### WHAT THE EXERCISE ASKS
Reproduce the data below with every "keypoint" swapped for "point" and all other text unchanged. Omit the pictures from the output.

Records in a dataset

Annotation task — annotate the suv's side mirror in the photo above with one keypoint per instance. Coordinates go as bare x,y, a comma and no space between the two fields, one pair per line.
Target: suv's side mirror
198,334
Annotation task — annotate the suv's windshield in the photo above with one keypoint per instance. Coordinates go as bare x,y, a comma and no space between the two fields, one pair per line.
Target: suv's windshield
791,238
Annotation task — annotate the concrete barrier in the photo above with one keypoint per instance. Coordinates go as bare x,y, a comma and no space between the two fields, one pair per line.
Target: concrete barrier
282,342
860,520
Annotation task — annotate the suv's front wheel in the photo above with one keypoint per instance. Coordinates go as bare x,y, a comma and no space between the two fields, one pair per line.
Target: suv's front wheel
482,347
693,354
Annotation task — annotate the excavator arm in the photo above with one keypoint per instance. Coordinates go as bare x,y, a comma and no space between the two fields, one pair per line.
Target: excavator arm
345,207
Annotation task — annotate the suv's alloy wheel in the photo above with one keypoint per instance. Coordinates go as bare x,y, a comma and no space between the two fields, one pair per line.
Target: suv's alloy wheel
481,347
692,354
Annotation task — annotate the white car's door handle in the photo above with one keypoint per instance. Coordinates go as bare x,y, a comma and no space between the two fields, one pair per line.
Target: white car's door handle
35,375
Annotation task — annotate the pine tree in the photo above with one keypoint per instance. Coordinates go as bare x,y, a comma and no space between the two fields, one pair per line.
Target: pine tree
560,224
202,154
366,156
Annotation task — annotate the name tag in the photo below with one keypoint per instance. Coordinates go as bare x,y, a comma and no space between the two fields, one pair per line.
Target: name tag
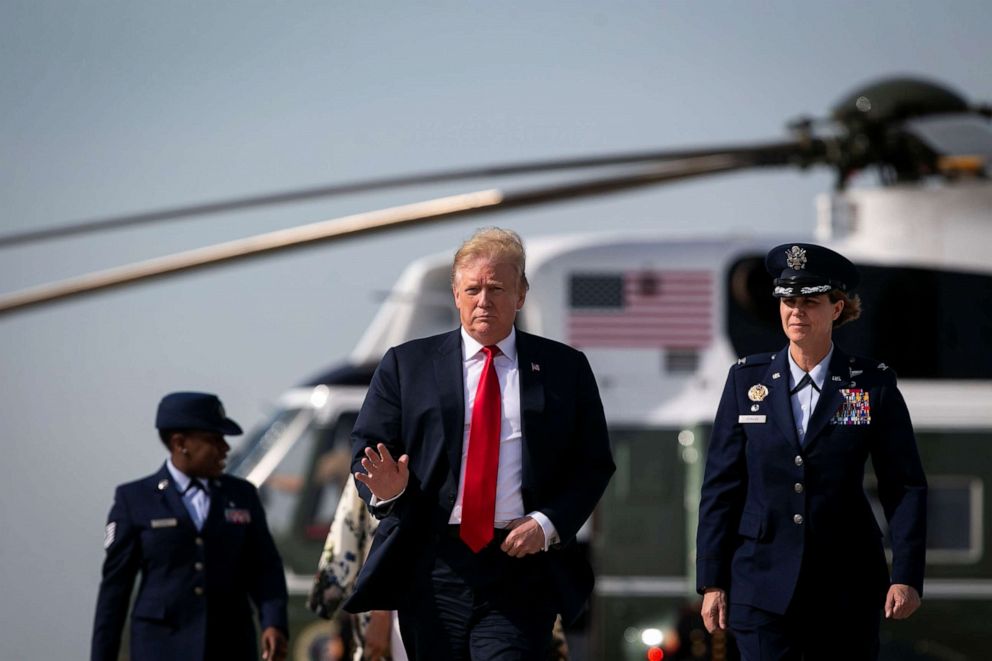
237,516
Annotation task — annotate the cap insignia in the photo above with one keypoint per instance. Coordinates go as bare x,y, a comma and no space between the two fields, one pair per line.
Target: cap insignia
757,393
795,257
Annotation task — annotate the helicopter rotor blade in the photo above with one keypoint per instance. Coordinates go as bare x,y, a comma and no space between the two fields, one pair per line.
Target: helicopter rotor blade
440,176
439,209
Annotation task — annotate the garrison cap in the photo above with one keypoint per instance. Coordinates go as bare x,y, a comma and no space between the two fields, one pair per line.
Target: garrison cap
806,269
197,411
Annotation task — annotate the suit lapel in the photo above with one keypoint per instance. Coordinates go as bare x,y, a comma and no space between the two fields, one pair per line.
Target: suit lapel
529,368
778,396
830,396
448,372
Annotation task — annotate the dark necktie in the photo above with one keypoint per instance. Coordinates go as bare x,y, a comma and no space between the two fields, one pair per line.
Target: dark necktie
482,463
807,380
196,488
194,484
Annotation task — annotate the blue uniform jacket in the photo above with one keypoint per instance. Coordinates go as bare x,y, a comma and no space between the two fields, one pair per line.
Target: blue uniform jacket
193,583
416,405
769,504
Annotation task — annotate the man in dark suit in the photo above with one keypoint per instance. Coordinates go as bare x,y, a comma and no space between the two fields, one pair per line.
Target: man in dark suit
789,554
200,541
502,454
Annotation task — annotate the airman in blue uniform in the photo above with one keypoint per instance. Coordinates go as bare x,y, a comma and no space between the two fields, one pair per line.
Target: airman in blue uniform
201,544
789,554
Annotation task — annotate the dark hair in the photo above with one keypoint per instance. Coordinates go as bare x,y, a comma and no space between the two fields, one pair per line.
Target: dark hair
166,434
852,306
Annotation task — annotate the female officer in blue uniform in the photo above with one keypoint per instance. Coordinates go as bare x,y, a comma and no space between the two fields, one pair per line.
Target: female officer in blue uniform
789,554
200,541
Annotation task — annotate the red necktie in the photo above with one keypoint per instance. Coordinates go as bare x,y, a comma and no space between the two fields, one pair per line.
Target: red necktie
482,464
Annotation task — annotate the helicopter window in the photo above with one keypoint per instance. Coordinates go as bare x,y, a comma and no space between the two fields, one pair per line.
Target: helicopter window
331,471
282,490
925,323
954,518
648,487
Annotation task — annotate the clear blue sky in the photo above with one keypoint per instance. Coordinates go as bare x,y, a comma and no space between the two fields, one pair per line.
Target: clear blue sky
111,107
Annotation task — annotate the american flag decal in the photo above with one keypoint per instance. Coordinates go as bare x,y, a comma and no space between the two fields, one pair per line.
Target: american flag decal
641,309
237,516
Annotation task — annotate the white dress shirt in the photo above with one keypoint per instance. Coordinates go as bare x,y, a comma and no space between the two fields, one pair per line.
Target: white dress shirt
197,501
804,401
509,480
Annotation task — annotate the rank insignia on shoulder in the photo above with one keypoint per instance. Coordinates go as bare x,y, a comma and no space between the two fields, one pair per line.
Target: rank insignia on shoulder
856,409
757,392
237,516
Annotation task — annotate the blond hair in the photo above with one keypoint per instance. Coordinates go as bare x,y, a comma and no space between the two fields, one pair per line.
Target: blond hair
496,245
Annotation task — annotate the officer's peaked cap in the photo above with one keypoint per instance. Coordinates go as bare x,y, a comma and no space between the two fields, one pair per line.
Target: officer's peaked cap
806,269
197,411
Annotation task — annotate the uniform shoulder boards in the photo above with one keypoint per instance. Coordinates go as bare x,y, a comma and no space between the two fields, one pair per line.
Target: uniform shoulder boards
755,359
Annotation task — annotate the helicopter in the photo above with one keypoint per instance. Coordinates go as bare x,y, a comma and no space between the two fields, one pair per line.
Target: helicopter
920,231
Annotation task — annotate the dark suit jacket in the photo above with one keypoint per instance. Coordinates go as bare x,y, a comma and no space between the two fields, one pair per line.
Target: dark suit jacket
770,504
415,405
189,579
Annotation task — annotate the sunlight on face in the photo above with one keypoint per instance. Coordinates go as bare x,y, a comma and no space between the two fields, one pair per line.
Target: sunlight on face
808,320
487,295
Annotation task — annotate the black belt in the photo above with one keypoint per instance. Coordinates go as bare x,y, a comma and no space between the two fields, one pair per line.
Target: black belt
499,534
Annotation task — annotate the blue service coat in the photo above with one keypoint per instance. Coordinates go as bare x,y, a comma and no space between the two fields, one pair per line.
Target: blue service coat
416,405
195,585
769,505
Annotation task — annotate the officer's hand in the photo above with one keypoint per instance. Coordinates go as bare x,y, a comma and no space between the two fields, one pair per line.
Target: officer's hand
901,602
377,636
526,537
715,609
384,477
274,645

### THE RESPONSE
Annotation task — annotate the suv's side mirror in the photo above with one point per instance. Coordinates go as bare x,y, a comma and no space between the two fields, one pair per line.
Target: suv's side mirror
198,334
Annotation task — annotate the suv's windshield in the photo above with one point per instance. Coordinates go as bare x,y, a comma and no space between the two fields, one pair per line.
Target: suv's windshield
791,238
Annotation task — annotate the concrete barrier in the photo above with one point per instance. Coordinates go as bare x,y, a comma and no space between the two fields, one pair per line.
Target: concrete barrier
282,342
860,520
Annotation task — annotate the suv's front wheel in the photo above with one point per instance. Coordinates go as bare x,y, a comma and no space between the two fields, one pair per line.
Target: suv's front wheel
482,347
693,354
Annotation task — annotate the excavator arm in the photo above with one point per instance. Coordinates go as bare x,y, a comma and no space between the two fields, one pair per line.
Target: excavator arm
345,207
Annotation task — annotate the suv's alloy wheel in the photo above with one point per instance. Coordinates go as bare x,y, a comma and no space between the two fields, one pair per line.
Target: suv's alloy wheel
481,347
692,354
Annotation task — annotate the white car's door handle in the photo above with one point per instance. Coordinates go as bare x,y, a comma and no space between the two fields, one pair per line.
Target: white car's door handle
35,375
Annotation task — annotate the pine tree in the photo above with one point per instance. Coordinates go as bare x,y, a comma and no space between the two fields, one pair per line.
Target: pine tree
560,224
202,154
366,156
Annotation task — annotate the name tag in the photo below with one point per instance. Coordinates go as bare x,y, a comma and no space between the two fields, one pair per line.
Target: name tag
237,516
Annotation task — annotate the cap insignia in the photo above with one point per instance. Coordinates go as bare x,y, a comma and no space between the two fields, one pair per line.
Target: cap insignia
757,393
795,257
Annotation task — annotate the helicopter rotor blade in the photo above with one point per instance. Coordinates go as bare x,y, a comma and no space between the two fields, one pair per line.
Target: helicopter rotor blade
440,176
439,209
Annotation task — annotate the garrison cap in the photo above with one point per instance. Coordinates go as bare x,y, a comma and no space between the two fields, one pair per line.
Target: garrison cap
806,269
197,411
Annotation task — annotate the suit lapel in the photo above with one point per instance. Coordinates go as bare x,y, a comma and no space between the two fields, one pair per line.
Target: suit lapel
529,368
778,396
830,396
448,372
Annotation task — annotate the dark necktie in the photo above with one point per instance. Coordinates go as bare x,y, a comma and no space between the two fields, one pair per line.
Target: dark necktie
482,463
807,380
196,488
194,484
Annotation task — annotate the blue uniform jacket in the photo above with one point per instance. Coordinates go as bare x,y, a comma and no space between the two fields, one pair per line.
Target: blue uniform jacket
193,583
416,405
769,504
Annotation task — annotate the man in dark suit in the photo above with one point per instance. Coordinates go as bare x,y, a comma and no space between the two fields, one pair per line.
Target: man in dark suit
789,554
200,541
502,454
Annotation task — annotate the airman in blue uniform in the photo above with one point per instance. Coordinates go as bare x,y, a comma and no space between the two fields, one pair per line.
Target: airman in blue uniform
201,544
789,554
Annotation task — annotate the dark hair in the photo above with one point per instance. Coordinates go as bare x,y, a comma and no space between the two fields, one pair per line.
Target: dark hair
166,434
852,306
Annotation task — annotate the female officer in blue uniform in the photo above with one point per instance. Coordinates go as bare x,y, a comma and no space between the two fields, one pair per line.
Target: female officer in blue uniform
789,554
200,541
Annotation task — annotate the red necktie in the photo above with one point per instance. Coordinates go as bare x,y, a comma and no space between the two fields, one pair per line.
Target: red necktie
482,464
Annotation task — annotate the helicopter window in the photo above with one point per instance. Coordinates go as bare x,y, a comma and no space between the two fields, one pair per line.
Target: helicopter window
331,471
282,490
925,323
954,518
648,487
Annotation task — annotate the clear blue sky in the photo above with one point per instance. Coordinates go as bare x,y, a comma and no space between the two fields, one pair per line.
Target: clear blue sky
111,107
Annotation task — annotate the american flag decal in the photo above with one point per instance. Coordinates go as bare x,y, a comma and no space between the two fields, one pair per line.
Target: american flag decal
641,309
237,516
Annotation task — annotate the white dress shirt in the photo above with one point per instance. Coordinates go as bare x,y, a comma and no space between the two fields, one pair per line.
Target: white dress shirt
197,501
804,401
509,480
Annotation task — annotate the rank insignia on shoulder in the photo above with one point per instance. Coordinates go as bare x,y, a comma and no space between the two fields, one pair per line.
Target: rank insignia on shoulder
856,409
757,392
237,516
Annotation task — annotate the blond hair in the photo above with one point per instance. Coordinates go as bare x,y, a comma and no space between the two fields, one pair per line.
Target: blond hair
496,245
Annotation task — annotate the officer's peaked cap in the photo above with one point per instance. Coordinates go as bare x,y, a comma and no space between the two fields, one pair per line.
Target: officer's peaked cap
806,269
197,411
Annotation task — annotate the uniform shoulder boards in the photo above with one point per instance. Coordinates go as bare x,y, a comma and no space between the two fields, one pair per line.
Target: uniform shoulder boards
755,359
Annotation task — annotate the helicopter in the photo above with one point per instance. Coordinates go as bare x,y, a comma and no space between the two fields, one pair per line.
Target: helicopter
920,231
Annotation task — annotate the dark suit jacket in the photo above with one point per instance. Coordinates go as bare x,y, a comma and no space between the two fields, one pair per line.
Target: dark suit jacket
770,504
415,405
189,579
Annotation task — annotate the sunlight on face in the photo above with one point per instance. Coordinates go as bare x,y, a comma and no space between the two fields, one pair per line.
Target: sunlight on face
808,320
487,295
Annotation task — annotate the black belt in the photo above with one point per instance. Coordinates go as bare x,y, a comma and no space between the two fields, one pair per line.
Target: black belt
499,534
Annotation task — annotate the blue service coat in the photo above with one point per instance. Coordinates go as bare x,y, a comma and no space between the two fields, one pair per line.
Target: blue service coat
416,405
195,585
769,505
Annotation task — annotate the officer's hand in the photo above with one point per instance. Coordinates go as bare x,y, a comma and no space between the two fields, one pair per line.
Target: officer's hand
901,602
377,636
526,537
715,609
384,477
274,645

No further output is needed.